═════ Source records ═════

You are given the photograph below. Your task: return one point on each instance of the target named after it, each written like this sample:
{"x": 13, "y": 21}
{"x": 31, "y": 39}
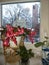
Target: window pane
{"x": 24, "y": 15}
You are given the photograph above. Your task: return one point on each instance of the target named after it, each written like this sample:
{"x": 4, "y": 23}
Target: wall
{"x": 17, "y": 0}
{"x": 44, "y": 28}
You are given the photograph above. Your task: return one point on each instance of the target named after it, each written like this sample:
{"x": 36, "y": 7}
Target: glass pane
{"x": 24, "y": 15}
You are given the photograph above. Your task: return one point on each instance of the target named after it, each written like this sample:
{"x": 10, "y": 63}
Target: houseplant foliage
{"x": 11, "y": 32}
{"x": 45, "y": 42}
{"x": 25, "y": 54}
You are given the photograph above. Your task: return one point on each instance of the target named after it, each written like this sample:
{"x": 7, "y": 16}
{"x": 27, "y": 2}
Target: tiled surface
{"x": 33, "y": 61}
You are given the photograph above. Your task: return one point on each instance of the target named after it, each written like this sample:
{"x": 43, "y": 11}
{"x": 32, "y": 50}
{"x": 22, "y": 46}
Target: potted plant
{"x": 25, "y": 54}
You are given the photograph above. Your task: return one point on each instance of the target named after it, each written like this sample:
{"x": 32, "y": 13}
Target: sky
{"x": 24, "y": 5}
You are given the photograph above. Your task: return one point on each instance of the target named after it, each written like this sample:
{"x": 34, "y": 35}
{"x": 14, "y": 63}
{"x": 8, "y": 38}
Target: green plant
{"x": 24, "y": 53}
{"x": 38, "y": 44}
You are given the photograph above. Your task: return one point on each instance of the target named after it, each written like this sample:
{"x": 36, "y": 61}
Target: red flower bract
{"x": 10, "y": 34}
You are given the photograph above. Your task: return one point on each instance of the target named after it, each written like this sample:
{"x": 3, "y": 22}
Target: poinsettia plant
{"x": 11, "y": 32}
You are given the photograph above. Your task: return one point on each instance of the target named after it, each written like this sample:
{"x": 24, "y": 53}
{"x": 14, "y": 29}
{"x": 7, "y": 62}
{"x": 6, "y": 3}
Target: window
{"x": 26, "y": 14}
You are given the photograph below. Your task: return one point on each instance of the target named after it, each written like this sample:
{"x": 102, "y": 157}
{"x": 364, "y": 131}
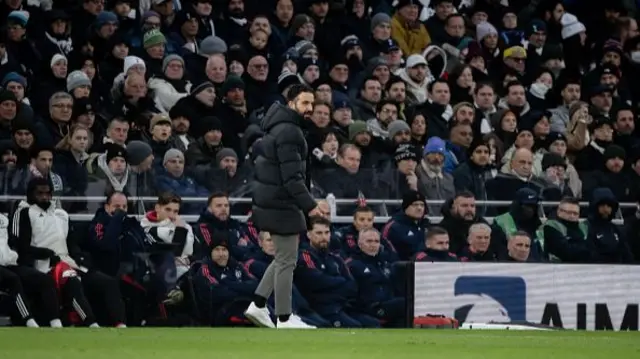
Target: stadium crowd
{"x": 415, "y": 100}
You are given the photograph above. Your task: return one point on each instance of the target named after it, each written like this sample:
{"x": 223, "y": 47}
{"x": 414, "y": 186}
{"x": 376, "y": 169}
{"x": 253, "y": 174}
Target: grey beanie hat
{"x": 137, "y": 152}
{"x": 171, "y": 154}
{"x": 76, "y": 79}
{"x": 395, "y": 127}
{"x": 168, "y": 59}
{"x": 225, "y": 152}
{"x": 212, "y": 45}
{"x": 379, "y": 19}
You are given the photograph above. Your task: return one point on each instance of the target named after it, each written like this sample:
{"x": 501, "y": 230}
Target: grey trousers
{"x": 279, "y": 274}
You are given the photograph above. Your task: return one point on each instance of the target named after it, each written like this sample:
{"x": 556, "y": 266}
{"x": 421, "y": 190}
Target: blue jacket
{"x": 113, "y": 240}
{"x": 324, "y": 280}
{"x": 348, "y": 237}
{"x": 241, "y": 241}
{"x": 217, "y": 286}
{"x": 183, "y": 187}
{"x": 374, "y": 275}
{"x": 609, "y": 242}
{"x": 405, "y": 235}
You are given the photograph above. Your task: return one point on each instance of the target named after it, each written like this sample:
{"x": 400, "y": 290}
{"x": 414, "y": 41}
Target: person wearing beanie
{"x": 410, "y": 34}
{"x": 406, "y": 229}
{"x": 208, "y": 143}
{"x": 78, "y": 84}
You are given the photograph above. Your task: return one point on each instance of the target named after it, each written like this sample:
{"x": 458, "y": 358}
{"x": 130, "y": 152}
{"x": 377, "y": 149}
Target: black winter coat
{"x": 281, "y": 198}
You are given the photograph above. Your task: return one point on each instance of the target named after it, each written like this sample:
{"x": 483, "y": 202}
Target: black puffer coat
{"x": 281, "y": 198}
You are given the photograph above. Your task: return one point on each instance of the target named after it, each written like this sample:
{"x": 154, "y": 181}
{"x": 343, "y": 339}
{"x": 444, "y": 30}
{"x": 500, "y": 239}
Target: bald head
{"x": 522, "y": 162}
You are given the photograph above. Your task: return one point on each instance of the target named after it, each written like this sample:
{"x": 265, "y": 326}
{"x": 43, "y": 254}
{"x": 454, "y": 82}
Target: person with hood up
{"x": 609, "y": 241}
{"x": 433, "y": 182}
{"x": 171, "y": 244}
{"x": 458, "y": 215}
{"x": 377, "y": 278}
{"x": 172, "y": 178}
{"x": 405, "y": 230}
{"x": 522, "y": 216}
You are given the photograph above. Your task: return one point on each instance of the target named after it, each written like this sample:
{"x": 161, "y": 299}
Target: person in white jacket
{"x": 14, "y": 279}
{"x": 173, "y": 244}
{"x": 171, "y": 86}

═════

| To do |
Take every entry above and transcribe it exactly, with no pictures in the copy.

| Written answer |
You are given the photograph below. Your task: return one point on each instance of the target named after it, each written like this sample:
{"x": 13, "y": 21}
{"x": 31, "y": 39}
Target: window pane
{"x": 24, "y": 15}
You are given the photograph above. Your task: return one point on each instance of the target named after it, each written like this sample:
{"x": 4, "y": 23}
Target: wall
{"x": 17, "y": 0}
{"x": 44, "y": 28}
You are given the photograph above. Your task: return one point on each instance of the target named after it, each written like this sample:
{"x": 36, "y": 7}
Target: glass pane
{"x": 24, "y": 15}
You are given the photograph above. Your task: return one point on each instance of the target named after it, each written like this sample:
{"x": 10, "y": 63}
Target: houseplant foliage
{"x": 11, "y": 32}
{"x": 45, "y": 42}
{"x": 25, "y": 54}
You are given the photograph above. Your task: return one point on each instance of the target named after it, each written like this sample:
{"x": 7, "y": 16}
{"x": 27, "y": 2}
Target: tiled surface
{"x": 33, "y": 61}
You are given the photograph above. Your task: return one point on each instance of the target named after it, each written like this sample:
{"x": 43, "y": 11}
{"x": 32, "y": 50}
{"x": 22, "y": 46}
Target: potted plant
{"x": 25, "y": 54}
You are given the photograph above. Your task: return one point on each instance of the target named after it, each written like this sample:
{"x": 32, "y": 13}
Target: sky
{"x": 24, "y": 5}
You are given the photograph above. Your task: return one point on each instance of the target named after it, each written like this sample:
{"x": 34, "y": 35}
{"x": 14, "y": 63}
{"x": 8, "y": 38}
Target: green plant
{"x": 24, "y": 53}
{"x": 38, "y": 44}
You are given the photograph above. Your task: return one point on each instance of the target named after it, each written like this sample:
{"x": 36, "y": 61}
Target: red flower bract
{"x": 10, "y": 34}
You are given the photograph above. Your task: return one point on each instance of the target named after it, each written like this sample:
{"x": 3, "y": 22}
Target: poinsettia plant
{"x": 11, "y": 32}
You are given the photograph above. Your task: return one point on each instance of the target named after it, each written like this sample:
{"x": 24, "y": 53}
{"x": 14, "y": 29}
{"x": 7, "y": 62}
{"x": 6, "y": 3}
Target: window
{"x": 26, "y": 14}
You are given the photograph below. Your task: return one point on each instance of the target named after it, each written like this sample:
{"x": 102, "y": 157}
{"x": 364, "y": 131}
Target: stadium crowd
{"x": 415, "y": 100}
You are given the photograph above. Your task: return one point on each instance of the target named after it, each written like this sample:
{"x": 223, "y": 47}
{"x": 414, "y": 186}
{"x": 376, "y": 169}
{"x": 253, "y": 174}
Target: grey beanie hat
{"x": 137, "y": 152}
{"x": 171, "y": 154}
{"x": 76, "y": 79}
{"x": 395, "y": 127}
{"x": 168, "y": 59}
{"x": 225, "y": 152}
{"x": 212, "y": 45}
{"x": 379, "y": 19}
You are given the photograph above. Your task: return one point on each instance of the target named after it, each written like this sample:
{"x": 501, "y": 230}
Target: grey trousers
{"x": 279, "y": 274}
You are given the photograph above. Your task: return one point on each instance of the target named after it, each written like this sample:
{"x": 556, "y": 266}
{"x": 421, "y": 190}
Target: blue jacket
{"x": 113, "y": 240}
{"x": 324, "y": 280}
{"x": 348, "y": 237}
{"x": 241, "y": 241}
{"x": 217, "y": 286}
{"x": 183, "y": 187}
{"x": 374, "y": 275}
{"x": 609, "y": 242}
{"x": 405, "y": 235}
You are given the photograph above. Your task: return one point on each instance of the target named after it, each written like this sample:
{"x": 400, "y": 290}
{"x": 414, "y": 41}
Target: person wearing beanie
{"x": 410, "y": 34}
{"x": 406, "y": 229}
{"x": 208, "y": 143}
{"x": 78, "y": 84}
You are given the photograph above. Your task: return one point on each instance of the target named after it, each written like this sample:
{"x": 458, "y": 358}
{"x": 130, "y": 152}
{"x": 377, "y": 149}
Target: black winter coat
{"x": 281, "y": 198}
You are given the photograph above. Your task: return one point on each instance of the target named after it, each written like this sample:
{"x": 483, "y": 202}
Target: black puffer coat
{"x": 281, "y": 198}
You are given the photograph above. Your task: return one point on each instance of the target named after it, each written like this sample:
{"x": 154, "y": 181}
{"x": 343, "y": 339}
{"x": 444, "y": 30}
{"x": 500, "y": 239}
Target: bald head
{"x": 522, "y": 162}
You are given the photograph above. Your task: return one point on each instance of the target named after it, each written like this sample:
{"x": 265, "y": 326}
{"x": 43, "y": 254}
{"x": 454, "y": 82}
Target: person with hood up
{"x": 609, "y": 241}
{"x": 433, "y": 182}
{"x": 171, "y": 244}
{"x": 458, "y": 215}
{"x": 377, "y": 278}
{"x": 172, "y": 178}
{"x": 405, "y": 230}
{"x": 522, "y": 216}
You are given the photograph above. Your task: return one point on each instance of the target named after it, each written like this sample:
{"x": 161, "y": 299}
Target: person in white jacket
{"x": 14, "y": 279}
{"x": 173, "y": 244}
{"x": 171, "y": 86}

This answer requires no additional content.